All lines from the one with "If you could pin the aerial" to the end of the data: return those exactly, and only those.

--------------------

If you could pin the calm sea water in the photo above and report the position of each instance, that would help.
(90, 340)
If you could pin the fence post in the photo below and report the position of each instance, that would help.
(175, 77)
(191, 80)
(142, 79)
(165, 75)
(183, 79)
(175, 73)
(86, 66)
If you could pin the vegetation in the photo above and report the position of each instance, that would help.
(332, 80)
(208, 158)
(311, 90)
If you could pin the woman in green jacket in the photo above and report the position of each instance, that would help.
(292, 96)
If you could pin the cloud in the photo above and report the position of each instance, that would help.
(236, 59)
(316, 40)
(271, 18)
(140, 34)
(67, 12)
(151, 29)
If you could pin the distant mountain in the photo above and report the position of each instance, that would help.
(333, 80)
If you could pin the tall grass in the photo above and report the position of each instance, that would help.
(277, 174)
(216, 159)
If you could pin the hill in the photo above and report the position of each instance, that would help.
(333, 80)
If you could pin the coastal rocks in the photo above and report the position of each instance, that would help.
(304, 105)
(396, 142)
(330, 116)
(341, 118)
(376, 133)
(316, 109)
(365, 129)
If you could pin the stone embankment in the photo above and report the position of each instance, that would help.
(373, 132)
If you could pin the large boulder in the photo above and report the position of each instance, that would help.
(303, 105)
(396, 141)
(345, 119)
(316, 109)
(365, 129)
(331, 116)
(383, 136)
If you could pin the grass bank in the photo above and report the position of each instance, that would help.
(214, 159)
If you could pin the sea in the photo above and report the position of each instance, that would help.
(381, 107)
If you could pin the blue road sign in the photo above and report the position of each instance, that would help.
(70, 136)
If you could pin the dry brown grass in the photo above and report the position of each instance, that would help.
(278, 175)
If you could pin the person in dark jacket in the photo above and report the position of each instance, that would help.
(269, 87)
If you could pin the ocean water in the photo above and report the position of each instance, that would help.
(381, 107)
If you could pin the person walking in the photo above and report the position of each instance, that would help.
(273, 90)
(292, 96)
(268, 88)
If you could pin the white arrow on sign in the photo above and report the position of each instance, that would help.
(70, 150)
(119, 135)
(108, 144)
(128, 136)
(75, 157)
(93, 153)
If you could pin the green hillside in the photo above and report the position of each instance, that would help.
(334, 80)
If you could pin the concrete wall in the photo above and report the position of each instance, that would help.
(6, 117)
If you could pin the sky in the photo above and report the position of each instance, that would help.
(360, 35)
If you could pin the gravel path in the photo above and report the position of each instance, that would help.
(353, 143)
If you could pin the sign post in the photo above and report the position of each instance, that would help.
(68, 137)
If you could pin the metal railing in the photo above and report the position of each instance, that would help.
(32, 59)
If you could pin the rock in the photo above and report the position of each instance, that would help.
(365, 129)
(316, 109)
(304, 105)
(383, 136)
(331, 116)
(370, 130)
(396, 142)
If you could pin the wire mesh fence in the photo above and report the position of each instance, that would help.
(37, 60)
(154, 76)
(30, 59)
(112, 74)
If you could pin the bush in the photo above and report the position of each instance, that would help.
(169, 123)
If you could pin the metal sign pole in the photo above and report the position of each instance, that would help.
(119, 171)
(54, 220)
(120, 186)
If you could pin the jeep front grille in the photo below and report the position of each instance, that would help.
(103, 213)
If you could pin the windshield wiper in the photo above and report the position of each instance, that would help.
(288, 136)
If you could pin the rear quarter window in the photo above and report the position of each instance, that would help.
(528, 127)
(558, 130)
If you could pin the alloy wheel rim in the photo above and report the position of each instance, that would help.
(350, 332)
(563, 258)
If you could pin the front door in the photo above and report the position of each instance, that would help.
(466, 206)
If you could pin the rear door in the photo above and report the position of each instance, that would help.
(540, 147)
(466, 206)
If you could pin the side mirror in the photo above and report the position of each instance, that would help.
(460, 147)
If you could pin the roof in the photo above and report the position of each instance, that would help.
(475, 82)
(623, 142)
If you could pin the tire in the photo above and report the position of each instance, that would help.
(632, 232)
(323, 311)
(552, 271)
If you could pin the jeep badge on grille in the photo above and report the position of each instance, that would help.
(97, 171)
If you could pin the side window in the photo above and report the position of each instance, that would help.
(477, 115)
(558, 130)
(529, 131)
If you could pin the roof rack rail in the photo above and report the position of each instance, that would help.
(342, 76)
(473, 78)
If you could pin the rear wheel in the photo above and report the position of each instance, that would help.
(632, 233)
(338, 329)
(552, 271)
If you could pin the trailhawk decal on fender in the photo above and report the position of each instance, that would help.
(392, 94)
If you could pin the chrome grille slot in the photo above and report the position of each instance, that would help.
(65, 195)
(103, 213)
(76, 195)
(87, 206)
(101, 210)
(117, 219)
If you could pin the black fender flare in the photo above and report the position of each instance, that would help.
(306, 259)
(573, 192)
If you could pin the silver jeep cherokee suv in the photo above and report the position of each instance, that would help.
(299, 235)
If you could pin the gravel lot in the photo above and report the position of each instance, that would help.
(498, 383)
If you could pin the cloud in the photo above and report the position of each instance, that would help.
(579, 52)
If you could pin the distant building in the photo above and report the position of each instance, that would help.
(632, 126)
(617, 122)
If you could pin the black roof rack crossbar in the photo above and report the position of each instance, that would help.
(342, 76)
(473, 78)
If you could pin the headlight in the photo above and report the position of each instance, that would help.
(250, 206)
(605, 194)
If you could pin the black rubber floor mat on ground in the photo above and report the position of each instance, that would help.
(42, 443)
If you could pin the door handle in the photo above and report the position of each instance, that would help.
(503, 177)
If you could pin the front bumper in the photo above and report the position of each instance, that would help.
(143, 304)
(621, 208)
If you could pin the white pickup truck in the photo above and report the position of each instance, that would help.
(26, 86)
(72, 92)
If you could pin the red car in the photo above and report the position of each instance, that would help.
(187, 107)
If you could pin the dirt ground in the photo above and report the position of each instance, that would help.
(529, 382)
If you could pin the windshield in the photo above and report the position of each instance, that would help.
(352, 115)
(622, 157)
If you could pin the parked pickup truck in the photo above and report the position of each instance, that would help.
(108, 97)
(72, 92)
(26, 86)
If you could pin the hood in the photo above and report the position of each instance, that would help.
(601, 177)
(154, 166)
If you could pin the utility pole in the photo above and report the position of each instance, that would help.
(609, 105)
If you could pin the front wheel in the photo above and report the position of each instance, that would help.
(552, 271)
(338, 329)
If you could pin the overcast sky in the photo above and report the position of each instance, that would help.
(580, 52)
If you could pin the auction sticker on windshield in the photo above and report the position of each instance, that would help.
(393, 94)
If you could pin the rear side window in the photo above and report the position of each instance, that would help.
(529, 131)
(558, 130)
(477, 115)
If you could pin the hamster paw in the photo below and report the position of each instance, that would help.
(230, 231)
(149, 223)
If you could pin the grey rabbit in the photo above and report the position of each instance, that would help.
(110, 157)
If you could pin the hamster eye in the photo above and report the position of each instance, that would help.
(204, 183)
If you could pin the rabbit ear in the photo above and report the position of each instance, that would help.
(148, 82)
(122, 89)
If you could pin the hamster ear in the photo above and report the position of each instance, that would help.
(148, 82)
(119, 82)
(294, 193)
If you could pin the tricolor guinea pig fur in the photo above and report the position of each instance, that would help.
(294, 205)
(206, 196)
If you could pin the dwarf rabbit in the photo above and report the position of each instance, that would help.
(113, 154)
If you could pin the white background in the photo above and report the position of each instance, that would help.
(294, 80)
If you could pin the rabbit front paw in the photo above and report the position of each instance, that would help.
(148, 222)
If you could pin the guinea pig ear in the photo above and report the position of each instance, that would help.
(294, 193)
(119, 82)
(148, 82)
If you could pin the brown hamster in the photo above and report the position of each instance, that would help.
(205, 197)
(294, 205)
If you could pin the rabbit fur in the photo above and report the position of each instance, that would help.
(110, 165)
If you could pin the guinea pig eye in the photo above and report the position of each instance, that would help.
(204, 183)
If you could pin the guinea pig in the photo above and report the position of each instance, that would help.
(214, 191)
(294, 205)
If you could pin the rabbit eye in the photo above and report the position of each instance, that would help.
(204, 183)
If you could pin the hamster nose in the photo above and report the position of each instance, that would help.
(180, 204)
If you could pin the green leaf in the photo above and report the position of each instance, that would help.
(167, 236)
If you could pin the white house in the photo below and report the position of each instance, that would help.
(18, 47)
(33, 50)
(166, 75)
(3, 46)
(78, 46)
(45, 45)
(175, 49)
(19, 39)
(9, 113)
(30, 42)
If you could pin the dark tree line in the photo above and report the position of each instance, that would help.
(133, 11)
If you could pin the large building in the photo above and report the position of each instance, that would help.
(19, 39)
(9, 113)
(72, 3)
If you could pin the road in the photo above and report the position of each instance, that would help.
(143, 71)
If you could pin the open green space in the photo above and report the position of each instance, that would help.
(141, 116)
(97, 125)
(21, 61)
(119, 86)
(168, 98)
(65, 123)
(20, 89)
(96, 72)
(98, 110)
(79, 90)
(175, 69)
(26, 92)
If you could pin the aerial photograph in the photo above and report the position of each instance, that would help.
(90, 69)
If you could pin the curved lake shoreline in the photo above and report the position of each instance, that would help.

--------------------

• Your response:
If you could pin the aerial photograph in the photo above and report the position of each instance, that would help.
(90, 69)
If you could pin the curved lake shoreline in the photo above and report the position of each instance, that would help.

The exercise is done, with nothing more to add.